■ **TASKS TO PERFORM**
[1] From the passage on gold heap leaching, list every phrase set off in quotation marks.
[2] Write the next part of the passage on gold heap leaching, picking up after its final sentence.

Gold is a very common mineral that is mined and processed in the United States and all over the world. One of the most common processes used for the mining and processing of gold in the United States is heap leaching. “The extraction of gold from low grade deposits has been one of the main factors in higher output since the 1970s” using this form of mining (www.pamp.com).
Half of all production, in the United States, of low-grade minerals comes from heap leaching. It is a low cost, effective process, which began at the Placer Development's Cortez open pit in Nevada in 1973 (www.pamp.com). Heap leaching “recovers gold from sub-grade mine waste or mill tailings.” The “native gold is taken into solution as gold cyanide and recovered by adsorption and activated carbon” (Halleck 2/19). It is very effective in removing gold from deposits filled with many other minerals as well.

■ **STORED DATA**
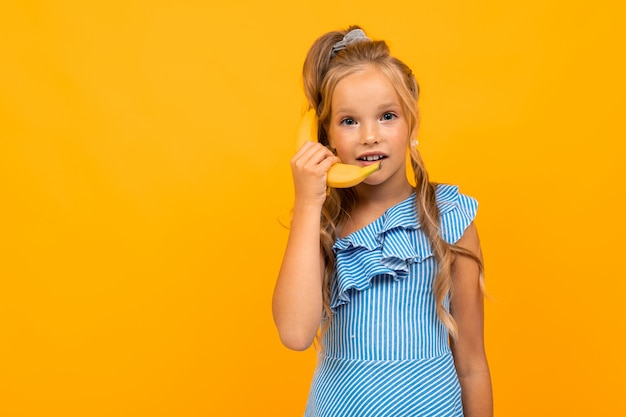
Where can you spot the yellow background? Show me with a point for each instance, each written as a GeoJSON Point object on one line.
{"type": "Point", "coordinates": [144, 176]}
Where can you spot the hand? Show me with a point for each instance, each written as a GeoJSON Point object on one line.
{"type": "Point", "coordinates": [309, 167]}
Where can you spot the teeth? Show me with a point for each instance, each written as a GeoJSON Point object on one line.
{"type": "Point", "coordinates": [372, 158]}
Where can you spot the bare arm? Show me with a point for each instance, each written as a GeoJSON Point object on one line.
{"type": "Point", "coordinates": [469, 349]}
{"type": "Point", "coordinates": [297, 300]}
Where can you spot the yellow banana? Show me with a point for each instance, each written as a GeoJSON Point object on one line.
{"type": "Point", "coordinates": [339, 175]}
{"type": "Point", "coordinates": [346, 175]}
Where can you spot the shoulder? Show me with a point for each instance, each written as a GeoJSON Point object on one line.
{"type": "Point", "coordinates": [457, 211]}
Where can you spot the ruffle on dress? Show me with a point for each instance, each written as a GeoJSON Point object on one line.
{"type": "Point", "coordinates": [394, 241]}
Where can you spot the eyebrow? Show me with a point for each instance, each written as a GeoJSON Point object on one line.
{"type": "Point", "coordinates": [380, 107]}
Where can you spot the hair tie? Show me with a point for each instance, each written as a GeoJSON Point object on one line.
{"type": "Point", "coordinates": [355, 35]}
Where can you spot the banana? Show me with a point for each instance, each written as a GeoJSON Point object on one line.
{"type": "Point", "coordinates": [346, 175]}
{"type": "Point", "coordinates": [339, 175]}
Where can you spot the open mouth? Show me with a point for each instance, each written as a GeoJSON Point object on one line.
{"type": "Point", "coordinates": [372, 158]}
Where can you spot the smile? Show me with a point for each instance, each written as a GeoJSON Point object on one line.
{"type": "Point", "coordinates": [371, 158]}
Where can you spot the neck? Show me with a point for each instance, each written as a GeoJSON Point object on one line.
{"type": "Point", "coordinates": [382, 196]}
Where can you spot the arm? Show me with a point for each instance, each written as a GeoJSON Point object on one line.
{"type": "Point", "coordinates": [297, 300]}
{"type": "Point", "coordinates": [469, 349]}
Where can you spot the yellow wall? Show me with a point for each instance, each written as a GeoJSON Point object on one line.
{"type": "Point", "coordinates": [144, 152]}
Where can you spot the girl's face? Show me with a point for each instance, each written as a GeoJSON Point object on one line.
{"type": "Point", "coordinates": [367, 123]}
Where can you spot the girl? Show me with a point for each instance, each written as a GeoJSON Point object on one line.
{"type": "Point", "coordinates": [389, 276]}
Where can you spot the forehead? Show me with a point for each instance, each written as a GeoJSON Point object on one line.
{"type": "Point", "coordinates": [363, 88]}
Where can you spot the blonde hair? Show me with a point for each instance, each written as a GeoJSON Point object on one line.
{"type": "Point", "coordinates": [321, 74]}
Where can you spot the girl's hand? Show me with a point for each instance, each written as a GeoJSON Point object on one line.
{"type": "Point", "coordinates": [309, 167]}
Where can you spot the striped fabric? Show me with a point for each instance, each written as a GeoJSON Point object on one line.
{"type": "Point", "coordinates": [386, 353]}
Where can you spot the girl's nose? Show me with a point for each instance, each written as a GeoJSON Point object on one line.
{"type": "Point", "coordinates": [369, 137]}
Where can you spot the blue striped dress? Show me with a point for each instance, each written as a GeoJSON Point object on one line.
{"type": "Point", "coordinates": [386, 353]}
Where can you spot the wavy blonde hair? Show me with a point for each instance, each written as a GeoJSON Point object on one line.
{"type": "Point", "coordinates": [321, 74]}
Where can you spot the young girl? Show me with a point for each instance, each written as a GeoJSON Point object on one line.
{"type": "Point", "coordinates": [389, 276]}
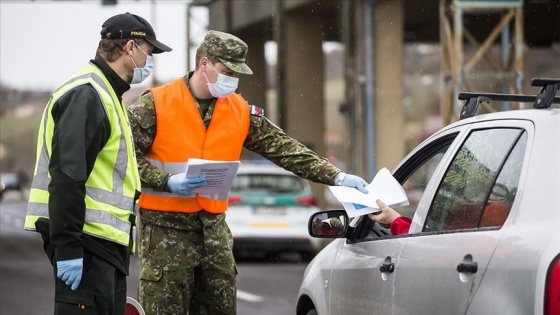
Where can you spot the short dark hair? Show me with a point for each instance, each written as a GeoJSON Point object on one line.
{"type": "Point", "coordinates": [112, 49]}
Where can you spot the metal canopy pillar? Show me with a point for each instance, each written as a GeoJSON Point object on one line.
{"type": "Point", "coordinates": [462, 69]}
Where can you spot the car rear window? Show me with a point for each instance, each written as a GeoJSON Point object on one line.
{"type": "Point", "coordinates": [268, 182]}
{"type": "Point", "coordinates": [481, 183]}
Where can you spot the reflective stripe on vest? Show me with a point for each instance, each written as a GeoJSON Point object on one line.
{"type": "Point", "coordinates": [109, 200]}
{"type": "Point", "coordinates": [181, 135]}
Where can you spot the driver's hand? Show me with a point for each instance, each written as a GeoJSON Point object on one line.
{"type": "Point", "coordinates": [386, 216]}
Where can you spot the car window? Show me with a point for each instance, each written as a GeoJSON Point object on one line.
{"type": "Point", "coordinates": [414, 175]}
{"type": "Point", "coordinates": [415, 185]}
{"type": "Point", "coordinates": [479, 186]}
{"type": "Point", "coordinates": [268, 183]}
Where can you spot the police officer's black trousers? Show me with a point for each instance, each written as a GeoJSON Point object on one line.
{"type": "Point", "coordinates": [102, 290]}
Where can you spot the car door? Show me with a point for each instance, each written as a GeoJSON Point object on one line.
{"type": "Point", "coordinates": [440, 269]}
{"type": "Point", "coordinates": [362, 281]}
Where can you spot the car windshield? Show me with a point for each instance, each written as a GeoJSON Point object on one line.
{"type": "Point", "coordinates": [267, 182]}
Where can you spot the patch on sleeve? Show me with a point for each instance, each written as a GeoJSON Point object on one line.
{"type": "Point", "coordinates": [256, 111]}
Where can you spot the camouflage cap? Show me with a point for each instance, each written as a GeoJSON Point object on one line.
{"type": "Point", "coordinates": [229, 49]}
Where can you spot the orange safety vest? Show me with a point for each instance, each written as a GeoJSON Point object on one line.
{"type": "Point", "coordinates": [181, 134]}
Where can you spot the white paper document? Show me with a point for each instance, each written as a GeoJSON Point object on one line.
{"type": "Point", "coordinates": [219, 174]}
{"type": "Point", "coordinates": [383, 186]}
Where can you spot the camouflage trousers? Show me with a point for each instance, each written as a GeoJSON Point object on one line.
{"type": "Point", "coordinates": [187, 264]}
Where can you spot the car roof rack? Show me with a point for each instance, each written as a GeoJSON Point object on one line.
{"type": "Point", "coordinates": [547, 96]}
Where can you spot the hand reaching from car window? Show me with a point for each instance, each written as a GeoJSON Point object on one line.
{"type": "Point", "coordinates": [384, 217]}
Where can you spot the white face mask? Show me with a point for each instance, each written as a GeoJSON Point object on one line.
{"type": "Point", "coordinates": [224, 86]}
{"type": "Point", "coordinates": [140, 74]}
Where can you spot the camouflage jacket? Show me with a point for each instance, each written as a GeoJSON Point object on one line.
{"type": "Point", "coordinates": [263, 138]}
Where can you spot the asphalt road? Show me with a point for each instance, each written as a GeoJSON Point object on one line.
{"type": "Point", "coordinates": [26, 280]}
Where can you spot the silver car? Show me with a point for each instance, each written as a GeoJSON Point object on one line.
{"type": "Point", "coordinates": [485, 233]}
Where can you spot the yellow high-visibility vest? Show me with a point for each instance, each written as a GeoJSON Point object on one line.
{"type": "Point", "coordinates": [114, 182]}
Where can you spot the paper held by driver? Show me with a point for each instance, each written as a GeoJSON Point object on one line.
{"type": "Point", "coordinates": [383, 186]}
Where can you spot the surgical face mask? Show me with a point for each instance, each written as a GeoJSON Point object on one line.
{"type": "Point", "coordinates": [224, 86]}
{"type": "Point", "coordinates": [140, 74]}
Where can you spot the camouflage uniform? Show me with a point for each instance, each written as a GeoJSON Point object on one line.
{"type": "Point", "coordinates": [174, 246]}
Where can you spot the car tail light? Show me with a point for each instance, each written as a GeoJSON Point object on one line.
{"type": "Point", "coordinates": [307, 201]}
{"type": "Point", "coordinates": [233, 200]}
{"type": "Point", "coordinates": [552, 291]}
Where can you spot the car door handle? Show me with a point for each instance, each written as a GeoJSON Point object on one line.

■ **ANSWERS FOR THIS EXERCISE**
[1]
- "The extraction of gold from low grade deposits has been one of the main factors in higher output since the 1970s"
- "recovers gold from sub-grade mine waste or mill tailings."
- "native gold is taken into solution as gold cyanide and recovered by adsorption and activated carbon"

[2]
The ore removed from the heap leaching is discarded onto open-air leach pads. Cyanide is then sprayed over the ore and sits there for several weeks allowing the cyanide to seep into the deposit. The cyanide extracts the gold from the ore and drips off of the leach pad on which the ore deposit sits. The gold solution runs into the “pregnant pond” where it is then pumped to the recovery plant. Zinc dust is then added to the solution causing gold and silver to precipitate. This product is then sent to refineries where the gold and silver are separated from each other (www.blm.gov).
The use of cyanide is a great environmental hazard. The cyanide affects the area in which it is used as well as the community surrounding the area of the mine. Some examples of cyanide causing hazardous situations are at the Zortman-Landusky Mine in Montana, the Summitville Mine in Colorado, the Kantor Gold Mine in Kyrgyzstan, Asia, and the Aural Gold Plant in Romania. At the Zortman-Landusky mine 52,000 gallons of cyanide solution drained into the fresh water supply of a nearby town. The Alamosa River...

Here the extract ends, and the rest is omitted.